Задание A: Выведите фрагмент выбранного текста: начните со слов «Скот их очень» и закончите словами «уменьшить рабочих сил.».

Выбранный текст:
▬▬▬

12-го ноября мы снялись, простившись с воеводскими, которым предстояла самая трудная и самая скучная зима. Нечего сказать, не улыбалось им близкое будущее. Надо было, во-первых, отыскать свежей провизии, a то не надолго хватило бы сил для тех трудов и работ, которые их ожидали. Им предстоял подвиг положить основание порту и, если можно, то отыскать сообщение между Ольгою и истоками Уссури; в последнем случае, новый порт вошел бы в Амурскую систему и мог бы получать все условия существования, обеспеченный с сухого пути. Мы пожелали им всевозможных успехов, a сами пошли в Японию. Конечно, они нам завидовали; но не нынче, так завтра, их же участь могла достаться и нам.
Ровно через пять месяцев (18 апреля 1839) пришли мы снова в Ольгу с запасами зелени, картофеля и семян. Слева, на холме, развевался русский флаг; за деревьями зеленела крыша какого-то строения; толпа матросов вбивала сваи, устраивая пристань. Зимовка прошла благополучно. В начале люди болели, но не опасно. Мало-помалу начали появляться туземцы, также как и по Владимиру, — китайцы; знакомились и понемногу сближались с нашими. Они носили кабанину, диких коз, наконец стали продавать и скот. Серебро они брали охотно, a еще охотнее синюю бумажную материю, известную в этих странах под именем дабы, род миткаля. Недостаток был только в зелени. Китайцы жили в разбросанных хижинах, на довольно значительном расстоянии одна от другой, по реке Аввакума; ближайшие были верстах в пятнадцати. Жили и они точно так же, как и китайцы Владимирской бухты, только у некоторых стариков висели на шестах заготовленные для себя гробы. За дабу носили китайцы собольи шкуры, которые, впрочем, продавали и за доллары.
Скот их очень хорош, крупен, красив и сыт. Вообще окрестности Ольги представляют много условий для скотоводства; по рекам круглый год прекрасные пастбища, в окрестностях бухты можно разводить обширные огороды, сеять картофель, который в этих странах особенно полезен, как хорошее противоскорбутное средство и как необходимая провизия для китобойных судов, сотнями кишащих в ближних морях. Находя в Ольге скот и картофель, китобои охотно бы променяли эту пристань на Хакодате, где все это достается купеческим судам с величайшим затруднением. Разведенное в больших размерах, скотоводство могло бы снабжать весь край солониной и маслом и в этом отношении соперничать с Япониею, где излишек народонаселения позволяет держать лишь очень ограниченное количество скота. Японцам есть его запрещают не по религиозным убеждениям, a из расчета, чтобы не уменьшить рабочих сил.

▬▬▬

Извлечённые записи:
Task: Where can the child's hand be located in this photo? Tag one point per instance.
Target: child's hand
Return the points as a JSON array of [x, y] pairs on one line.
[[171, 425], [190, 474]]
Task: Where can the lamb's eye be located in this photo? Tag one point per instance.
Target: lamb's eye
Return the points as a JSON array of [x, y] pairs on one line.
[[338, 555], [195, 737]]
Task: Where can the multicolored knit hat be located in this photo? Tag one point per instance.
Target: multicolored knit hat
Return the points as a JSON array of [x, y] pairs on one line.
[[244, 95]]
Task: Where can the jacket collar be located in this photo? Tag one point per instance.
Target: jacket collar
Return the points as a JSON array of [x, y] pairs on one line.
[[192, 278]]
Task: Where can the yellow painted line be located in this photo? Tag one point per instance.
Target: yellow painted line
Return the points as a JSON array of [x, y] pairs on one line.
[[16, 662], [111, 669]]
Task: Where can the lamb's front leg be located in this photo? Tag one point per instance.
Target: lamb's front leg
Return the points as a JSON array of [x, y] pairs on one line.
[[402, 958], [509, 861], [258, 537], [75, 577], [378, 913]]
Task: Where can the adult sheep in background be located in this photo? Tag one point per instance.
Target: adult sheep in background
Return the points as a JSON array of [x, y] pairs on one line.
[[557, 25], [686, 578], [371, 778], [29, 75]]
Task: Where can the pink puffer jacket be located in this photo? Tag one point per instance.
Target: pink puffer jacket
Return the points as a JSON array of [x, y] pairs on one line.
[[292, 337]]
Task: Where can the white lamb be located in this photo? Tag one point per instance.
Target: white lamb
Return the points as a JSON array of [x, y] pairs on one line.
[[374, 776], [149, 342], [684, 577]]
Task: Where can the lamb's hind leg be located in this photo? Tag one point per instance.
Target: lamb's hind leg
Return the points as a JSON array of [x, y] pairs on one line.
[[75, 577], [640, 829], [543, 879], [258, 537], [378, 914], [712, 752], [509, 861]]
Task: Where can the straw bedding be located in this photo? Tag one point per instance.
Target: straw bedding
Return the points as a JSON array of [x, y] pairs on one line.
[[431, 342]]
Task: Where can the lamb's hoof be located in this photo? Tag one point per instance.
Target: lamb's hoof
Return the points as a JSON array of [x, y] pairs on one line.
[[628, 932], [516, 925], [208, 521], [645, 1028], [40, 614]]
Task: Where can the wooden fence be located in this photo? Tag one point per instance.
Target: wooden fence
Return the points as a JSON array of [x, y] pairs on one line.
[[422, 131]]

▬▬▬

Задание B: Переименуйте «hind leg» в «back leg» в строках списка, начиная со строки, где есть «Task: Where can the white», и заканчивая строкой, где есть «752], [509, 861]]». Всё прочее оставьте без изменений и выведите только эти строки.

Решение A:
Скот их очень хорош, крупен, красив и сыт. Вообще окрестности Ольги представляют много условий для скотоводства; по рекам круглый год прекрасные пастбища, в окрестностях бухты можно разводить обширные огороды, сеять картофель, который в этих странах особенно полезен, как хорошее противоскорбутное средство и как необходимая провизия для китобойных судов, сотнями кишащих в ближних морях. Находя в Ольге скот и картофель, китобои охотно бы променяли эту пристань на Хакодате, где все это достается купеческим судам с величайшим затруднением. Разведенное в больших размерах, скотоводство могло бы снабжать весь край солониной и маслом и в этом отношении соперничать с Япониею, где излишек народонаселения позволяет держать лишь очень ограниченное количество скота. Японцам есть его запрещают не по религиозным убеждениям, a из расчета, чтобы не уменьшить рабочих сил.

Решение B:
Task: Where can the white lamb be located in this photo? Tag one point per instance.
Target: white lamb
Return the points as a JSON array of [x, y] pairs on one line.
[[374, 776], [149, 342], [684, 577]]
Task: Where can the lamb's back leg be located in this photo? Tag one point per instance.
Target: lamb's back leg
Return the points as a JSON array of [x, y] pairs on one line.
[[75, 577], [640, 829], [543, 879], [258, 537], [378, 914], [712, 752], [509, 861]]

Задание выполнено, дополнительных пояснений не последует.